▼▼▼
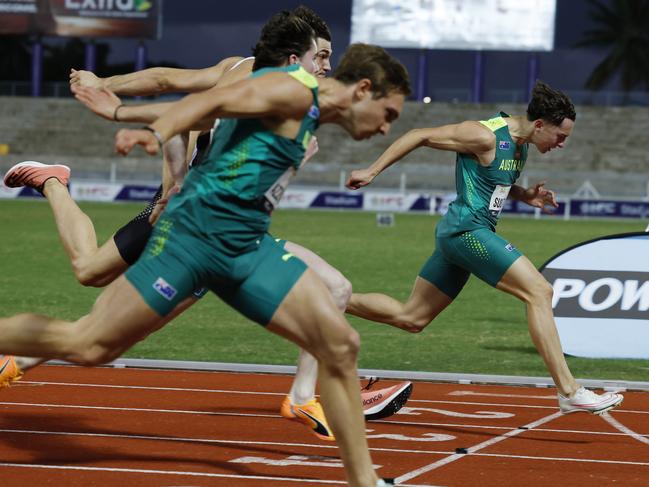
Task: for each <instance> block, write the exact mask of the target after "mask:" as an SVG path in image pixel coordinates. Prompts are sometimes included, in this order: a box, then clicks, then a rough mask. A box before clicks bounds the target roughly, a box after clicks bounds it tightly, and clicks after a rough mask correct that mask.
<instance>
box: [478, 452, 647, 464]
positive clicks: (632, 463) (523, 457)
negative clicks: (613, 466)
mask: <svg viewBox="0 0 649 487" xmlns="http://www.w3.org/2000/svg"><path fill="white" fill-rule="evenodd" d="M465 456H466V455H465ZM475 456H478V457H494V458H519V459H522V460H549V461H551V462H581V463H605V464H609V465H633V466H640V467H649V462H631V461H628V460H596V459H594V458H569V457H533V456H530V455H503V454H501V453H476V455H475Z"/></svg>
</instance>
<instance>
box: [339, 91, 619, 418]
mask: <svg viewBox="0 0 649 487" xmlns="http://www.w3.org/2000/svg"><path fill="white" fill-rule="evenodd" d="M575 118H576V113H575V109H574V106H573V104H572V102H571V101H570V100H569V99H568V97H567V96H565V95H564V94H563V93H561V92H560V91H557V90H553V89H552V88H550V87H549V86H548V85H546V84H544V83H542V82H540V81H537V83H536V86H535V87H534V90H533V91H532V100H531V101H530V103H529V105H528V107H527V116H518V117H510V116H508V115H507V114H505V113H502V112H501V113H499V114H498V115H496V116H495V117H493V118H491V119H489V120H484V121H480V122H475V121H468V122H463V123H460V124H456V125H446V126H443V127H437V128H427V129H417V130H411V131H410V132H408V133H407V134H405V135H404V136H402V137H401V138H399V139H397V140H396V141H395V142H394V143H393V144H392V145H391V146H390V147H389V148H388V149H387V150H386V151H385V152H384V153H383V154H382V155H381V156H380V157H379V158H378V159H377V160H376V162H374V163H373V164H372V165H371V166H369V167H368V168H367V169H363V170H359V171H353V172H352V173H351V175H350V177H349V180H348V187H350V188H353V189H357V188H360V187H362V186H366V185H368V184H370V183H371V182H372V181H373V179H374V178H375V177H376V176H377V175H379V174H380V173H381V172H383V171H384V170H385V169H386V168H388V167H390V166H391V165H392V164H394V163H395V162H397V161H399V160H400V159H402V158H403V157H404V156H406V155H407V154H408V153H410V152H411V151H413V150H414V149H416V148H417V147H430V148H433V149H441V150H447V151H453V152H456V153H457V161H456V191H457V199H456V200H455V201H454V202H453V203H452V204H451V205H450V206H449V209H448V213H447V214H446V215H445V216H444V217H443V218H442V220H441V221H440V222H439V223H438V225H437V228H436V231H435V238H436V249H435V251H434V252H433V254H432V256H431V257H430V258H429V259H428V260H427V261H426V263H425V264H424V266H423V267H422V269H421V271H420V273H419V276H418V277H417V279H416V280H415V284H414V287H413V290H412V293H411V295H410V297H409V298H408V300H407V301H406V302H405V303H401V302H399V301H397V300H395V299H393V298H391V297H389V296H386V295H384V294H354V295H352V298H351V300H350V303H349V305H348V307H347V312H349V313H351V314H354V315H356V316H360V317H362V318H365V319H368V320H372V321H379V322H382V323H387V324H390V325H393V326H396V327H398V328H402V329H404V330H406V331H409V332H412V333H418V332H420V331H422V330H423V329H424V328H425V327H426V326H428V324H429V323H430V322H431V321H432V320H433V319H435V317H436V316H437V315H438V314H439V313H441V312H442V311H443V310H444V309H445V308H446V307H447V306H448V305H449V304H451V302H453V299H455V297H456V296H457V295H458V294H459V293H460V291H461V290H462V288H463V287H464V285H465V284H466V282H467V280H468V278H469V276H470V275H471V274H474V275H476V276H477V277H479V278H480V279H482V280H483V281H485V282H486V283H487V284H490V285H491V286H494V287H496V288H497V289H500V290H501V291H504V292H506V293H509V294H511V295H513V296H516V297H517V298H519V299H520V300H522V301H523V302H524V303H525V305H526V308H527V320H528V326H529V332H530V335H531V337H532V341H533V342H534V345H535V346H536V349H537V350H538V352H539V354H540V355H541V357H542V358H543V360H544V362H545V364H546V366H547V368H548V370H549V372H550V374H551V376H552V378H553V379H554V382H555V384H556V386H557V389H558V393H559V394H558V397H559V406H560V408H561V411H563V412H565V413H570V412H574V411H588V412H591V413H595V414H601V413H602V412H604V411H607V410H609V409H611V408H613V407H615V406H617V405H619V404H620V403H621V402H622V399H623V397H622V396H621V395H620V394H614V393H610V392H609V393H605V394H602V395H598V394H595V393H594V392H592V391H589V390H587V389H585V388H583V387H580V386H579V384H578V383H577V382H576V381H575V379H574V377H573V376H572V374H571V372H570V370H569V368H568V364H567V363H566V360H565V358H564V355H563V351H562V349H561V342H560V341H559V335H558V333H557V329H556V326H555V323H554V317H553V314H552V286H551V285H550V284H549V283H548V282H547V281H546V280H545V279H544V278H543V276H542V275H541V274H540V273H539V272H538V271H537V270H536V268H535V267H534V265H533V264H532V263H531V262H530V261H529V260H528V259H527V258H526V257H525V256H523V255H522V254H521V253H520V252H519V251H518V250H517V249H516V248H515V247H514V246H513V245H512V244H511V243H509V242H507V241H506V240H505V239H503V238H502V237H500V236H499V235H497V234H496V233H495V229H496V224H497V223H498V218H499V216H500V212H501V210H502V208H503V205H504V202H505V200H506V199H507V198H508V197H509V198H513V199H516V200H520V201H523V202H525V203H527V204H529V205H532V206H535V207H538V208H545V206H547V205H549V206H554V207H556V206H557V202H556V199H555V195H554V193H553V192H552V191H550V190H547V189H546V188H545V187H544V183H539V184H536V185H535V186H533V187H531V188H523V187H521V186H517V185H516V184H515V182H516V180H517V179H518V177H519V175H520V173H521V171H522V169H523V166H524V165H525V161H526V159H527V151H528V146H529V144H532V145H534V146H536V148H537V149H538V150H539V151H540V152H541V153H546V152H549V151H550V150H552V149H556V148H563V146H564V144H565V141H566V139H567V138H568V137H569V136H570V134H571V132H572V128H573V125H574V123H575Z"/></svg>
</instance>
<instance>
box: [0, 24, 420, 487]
mask: <svg viewBox="0 0 649 487" xmlns="http://www.w3.org/2000/svg"><path fill="white" fill-rule="evenodd" d="M298 20H299V19H298ZM312 49H313V53H315V49H316V47H315V43H314V44H313V48H312ZM409 91H410V87H409V82H408V75H407V72H406V70H405V68H403V66H402V65H401V64H400V63H398V61H396V60H395V59H394V58H392V57H391V56H390V55H389V54H387V52H385V51H384V50H383V49H381V48H379V47H376V46H369V45H363V44H356V45H353V46H351V47H350V48H349V49H348V50H347V52H346V53H345V55H344V56H343V57H342V59H341V62H340V65H339V66H338V68H337V69H336V72H335V73H334V75H333V78H329V79H323V80H320V81H317V80H316V78H314V77H313V76H311V75H309V74H308V73H306V71H304V69H301V68H300V67H299V66H298V65H292V66H288V67H285V68H268V69H263V70H259V71H257V72H256V73H255V75H253V77H252V78H250V79H247V80H243V81H240V82H238V83H235V84H232V85H229V86H227V87H224V88H213V89H210V90H207V91H205V92H202V93H197V94H193V95H189V96H187V97H186V98H184V99H182V100H180V101H179V102H177V103H175V104H174V106H173V109H172V110H170V111H169V112H168V113H167V114H165V115H163V116H162V117H160V118H159V119H158V120H156V122H154V123H153V124H151V125H150V126H147V127H146V128H145V129H140V130H121V131H120V132H119V133H118V134H117V136H116V142H115V147H116V150H117V151H118V152H119V153H122V154H126V153H128V152H129V151H130V150H131V149H132V148H133V147H134V146H135V145H141V146H143V148H144V149H145V150H146V151H147V152H148V153H150V154H155V153H157V152H158V151H159V150H160V148H161V146H162V145H163V144H164V142H165V141H166V140H167V139H169V138H170V137H172V136H174V135H177V134H179V133H182V132H184V131H187V130H190V129H200V128H202V127H205V126H206V124H209V123H212V122H213V121H214V119H216V118H220V119H222V121H221V127H220V129H219V131H218V132H217V133H216V134H215V139H214V141H213V143H212V145H211V147H210V151H209V153H208V155H207V156H206V159H205V161H204V163H203V164H201V165H200V166H198V167H196V168H194V169H192V171H191V172H189V174H188V176H187V178H186V179H185V182H184V184H183V187H182V190H181V191H180V193H178V194H177V195H175V196H174V197H173V198H172V199H171V200H170V201H169V203H168V206H167V208H166V209H165V212H164V214H163V215H162V217H161V218H160V219H159V220H158V222H157V223H156V225H155V228H154V232H153V234H152V236H151V238H150V239H149V243H148V244H147V248H146V249H145V251H144V253H143V254H142V256H141V257H140V259H139V260H138V261H137V262H136V263H135V264H134V265H133V266H131V267H130V268H129V270H128V271H127V272H126V273H125V274H124V275H123V276H120V277H119V278H117V279H116V280H115V281H113V283H111V284H110V285H109V286H108V287H107V288H106V289H105V290H104V291H103V292H102V293H101V294H100V296H99V297H98V299H97V301H96V302H95V305H94V306H93V308H92V309H91V310H90V312H89V313H88V314H87V315H85V316H84V317H82V318H80V319H79V320H77V321H75V322H65V321H63V320H57V319H53V318H47V317H43V316H39V315H35V314H31V313H27V314H22V315H17V316H14V317H11V318H5V319H0V353H9V354H14V355H22V356H36V357H44V358H59V359H62V360H67V361H71V362H75V363H80V364H84V365H97V364H100V363H105V362H107V361H110V360H112V359H114V358H115V357H117V356H119V355H120V354H122V353H123V352H124V351H125V350H127V349H128V348H130V347H131V346H132V345H133V344H134V343H136V342H137V341H139V340H140V339H141V338H142V337H143V336H146V335H148V334H149V333H151V332H152V331H154V330H156V329H158V328H160V327H161V326H163V325H164V324H165V323H166V322H167V319H166V317H167V316H168V315H169V314H170V313H172V312H173V310H174V308H175V307H176V306H177V305H178V304H179V303H180V302H182V301H183V300H185V299H186V298H187V297H189V296H190V295H191V294H192V292H193V290H194V289H197V288H200V287H203V286H204V287H208V288H210V290H212V291H213V292H215V293H217V294H218V295H219V296H220V297H221V298H222V299H223V300H225V301H226V302H227V303H228V304H229V305H230V306H232V307H234V308H235V309H237V310H239V311H240V312H241V313H243V314H245V315H246V316H247V317H249V318H250V319H252V320H254V321H256V322H258V323H259V324H261V325H263V326H265V327H266V328H267V329H268V330H269V331H271V332H274V333H277V334H278V335H280V336H283V337H285V338H287V339H289V340H291V341H293V342H294V343H296V344H298V345H300V346H302V347H304V348H305V349H306V350H307V351H309V352H310V353H311V354H313V355H314V356H315V357H317V358H318V361H319V365H320V366H319V368H318V374H319V384H320V389H321V399H322V404H323V407H324V409H325V413H326V415H327V419H328V421H329V423H330V426H331V428H332V429H333V432H334V434H335V437H336V442H337V444H338V447H339V451H340V455H341V459H342V462H343V465H344V466H345V471H346V475H347V480H348V483H349V485H351V486H355V487H374V486H378V485H386V483H385V482H384V481H382V480H380V479H378V477H377V476H376V473H375V472H374V469H373V465H372V461H371V458H370V455H369V451H368V447H367V440H366V438H365V423H364V420H363V413H362V408H361V401H360V393H359V390H358V377H357V370H356V357H357V353H358V348H359V337H358V334H357V333H356V332H355V331H354V329H353V328H352V327H351V326H350V325H349V323H347V321H346V320H345V318H344V316H343V314H342V313H341V312H340V310H339V309H337V307H336V305H335V303H334V301H333V298H332V297H331V294H330V292H329V291H328V289H327V288H326V287H325V286H324V284H323V283H322V281H321V280H320V279H319V278H318V277H317V276H316V275H315V273H314V272H313V271H311V270H310V269H308V267H307V266H306V264H304V262H302V261H301V260H300V259H299V258H297V257H295V256H294V255H292V254H291V253H289V252H286V251H285V250H284V249H283V248H282V247H281V246H280V245H279V244H277V243H276V242H275V241H274V239H272V238H271V237H270V236H268V234H267V229H268V226H269V224H270V213H269V211H271V210H272V208H273V206H275V201H274V200H273V195H275V194H277V191H278V189H279V188H278V185H280V186H283V185H284V184H285V183H286V180H287V179H289V178H288V176H289V175H290V174H292V173H293V172H294V171H296V170H297V168H298V167H299V165H300V163H301V161H302V159H303V157H304V153H305V149H306V147H307V146H308V142H309V140H310V137H311V135H312V134H313V131H314V130H315V129H316V128H317V126H318V124H319V123H336V124H338V125H340V126H341V127H342V128H343V129H344V130H345V131H347V132H348V133H349V134H350V135H351V136H352V137H353V138H354V139H356V140H361V139H365V138H369V137H371V136H373V135H375V134H377V133H382V134H386V133H387V132H388V131H389V129H390V126H391V124H392V122H393V121H394V120H395V119H396V118H398V116H399V115H400V113H401V110H402V108H403V103H404V99H405V96H406V95H407V94H408V93H409ZM224 119H227V120H224ZM189 214H190V215H192V216H191V218H188V215H189Z"/></svg>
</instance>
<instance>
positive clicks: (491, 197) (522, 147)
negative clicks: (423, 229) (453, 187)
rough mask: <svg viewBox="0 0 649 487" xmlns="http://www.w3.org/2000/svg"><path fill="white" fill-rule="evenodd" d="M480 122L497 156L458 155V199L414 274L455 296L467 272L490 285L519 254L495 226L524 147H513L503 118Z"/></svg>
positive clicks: (498, 279) (457, 190)
mask: <svg viewBox="0 0 649 487" xmlns="http://www.w3.org/2000/svg"><path fill="white" fill-rule="evenodd" d="M507 117H508V115H507V114H505V113H503V112H500V113H499V114H498V116H496V117H494V118H492V119H490V120H485V121H481V122H480V123H481V124H482V125H484V126H485V127H487V128H488V129H490V130H491V131H493V133H494V134H495V136H496V157H495V158H494V160H493V161H492V162H491V164H489V165H488V166H482V165H480V164H479V163H478V162H477V161H476V160H475V159H473V158H472V157H471V155H470V154H459V153H458V154H457V159H456V163H455V186H456V191H457V198H456V199H455V201H454V202H453V203H451V204H450V205H449V209H448V212H447V213H446V215H444V217H443V218H442V220H440V222H439V223H438V224H437V228H436V229H435V243H436V249H435V251H434V252H433V255H431V257H429V259H428V260H427V261H426V263H425V264H424V266H423V267H422V269H421V271H420V273H419V276H420V277H422V278H423V279H426V280H427V281H429V282H431V283H432V284H434V285H435V286H437V288H438V289H439V290H440V291H442V292H443V293H445V294H446V295H448V296H449V297H451V298H455V297H456V296H457V295H458V294H459V292H460V291H461V290H462V288H463V287H464V285H465V284H466V282H467V280H468V279H469V276H470V275H471V274H475V275H476V276H477V277H479V278H480V279H482V280H483V281H485V282H487V283H488V284H490V285H492V286H495V285H496V284H497V283H498V282H499V281H500V279H501V278H502V276H503V275H504V274H505V272H507V269H509V267H510V266H511V265H512V264H513V263H514V261H515V260H516V259H518V257H520V256H521V253H520V252H519V251H518V250H516V248H514V246H513V245H512V244H511V243H509V242H507V241H506V240H504V239H503V238H502V237H500V236H499V235H497V234H496V233H495V231H496V224H497V223H498V218H499V216H500V212H501V211H502V209H503V207H504V204H505V200H506V199H507V196H508V194H509V190H510V189H511V186H512V184H514V183H515V182H516V180H517V179H518V177H519V176H520V173H521V170H522V169H523V166H524V165H525V161H526V160H527V150H528V145H527V144H524V145H521V146H517V145H516V143H515V142H514V140H513V139H512V137H511V135H510V133H509V128H508V126H507V122H506V121H505V118H507Z"/></svg>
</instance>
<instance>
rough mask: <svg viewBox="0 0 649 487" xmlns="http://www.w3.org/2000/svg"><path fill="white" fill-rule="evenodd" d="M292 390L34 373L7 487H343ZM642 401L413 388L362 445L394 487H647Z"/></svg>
mask: <svg viewBox="0 0 649 487" xmlns="http://www.w3.org/2000/svg"><path fill="white" fill-rule="evenodd" d="M291 379H292V378H291V377H288V376H280V375H264V374H243V373H221V372H191V371H168V370H164V371H163V370H141V369H115V368H95V369H84V368H79V367H67V366H44V367H40V368H38V369H35V370H33V371H31V372H30V373H29V374H28V375H27V376H26V377H25V378H24V380H23V381H21V382H19V383H18V384H17V385H16V386H15V387H12V388H11V389H8V390H3V391H1V392H0V408H1V411H0V479H1V480H2V486H3V487H4V486H20V487H31V486H41V485H54V486H58V485H61V486H84V487H86V486H98V487H104V486H106V487H107V486H111V487H113V486H115V485H118V486H119V487H126V486H131V485H138V486H242V487H247V486H255V487H260V486H264V487H279V486H291V485H293V486H296V487H301V486H305V487H306V486H318V485H340V484H344V472H343V469H342V464H341V463H340V460H339V458H338V456H337V449H336V446H335V444H332V443H330V442H323V441H320V440H318V439H317V438H316V437H315V436H313V435H311V434H310V433H309V432H308V431H307V429H306V428H305V427H304V426H302V425H301V424H298V423H295V422H292V421H288V420H286V419H283V418H282V417H281V416H279V413H278V409H279V405H280V402H281V400H282V398H283V396H284V395H285V394H286V391H288V389H289V387H290V383H291ZM389 383H390V381H386V384H389ZM382 384H383V383H382ZM648 399H649V397H648V394H647V393H642V392H627V393H626V394H625V401H624V404H623V405H622V406H621V407H620V408H619V409H618V410H615V411H614V412H612V413H611V414H610V416H607V415H605V416H603V417H597V416H591V415H587V414H582V413H579V414H572V415H566V416H563V415H561V414H559V413H558V410H557V403H556V396H555V393H554V390H552V389H542V388H524V387H504V386H482V385H457V384H433V383H426V382H416V383H415V387H414V392H413V395H412V397H411V399H410V401H409V402H408V404H407V406H406V407H405V408H404V409H402V410H401V411H400V413H399V414H397V415H395V416H392V417H391V418H388V419H386V420H384V421H377V422H371V423H367V428H368V437H369V443H370V448H371V450H372V458H373V460H374V463H375V464H376V466H377V469H378V472H379V474H380V475H382V476H383V477H395V478H397V480H398V481H399V485H409V486H463V487H467V486H468V487H475V486H479V487H504V486H525V487H540V486H559V485H562V486H563V485H566V486H570V487H582V486H583V487H587V486H588V487H591V486H597V487H601V486H608V485H615V486H625V487H626V486H643V487H646V486H647V485H649V401H648ZM464 452H467V453H464Z"/></svg>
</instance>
▲▲▲
EXERCISE INSTRUCTIONS = Copy the records word for word, from their beginning down to and including the line that contains "box: [478, 452, 647, 464]". Leave the pictures out of your answer.

TASK RESULT =
Task: for each <instance> block, write the exact mask of the target after "mask:" as an SVG path in image pixel coordinates. Prompts are sometimes included, in this order: a box, then clicks, then a rough mask. A box before clicks bounds the target roughly, a box after clicks bounds it tightly, and clicks after a rough mask correct that mask.
<instance>
box: [478, 452, 647, 464]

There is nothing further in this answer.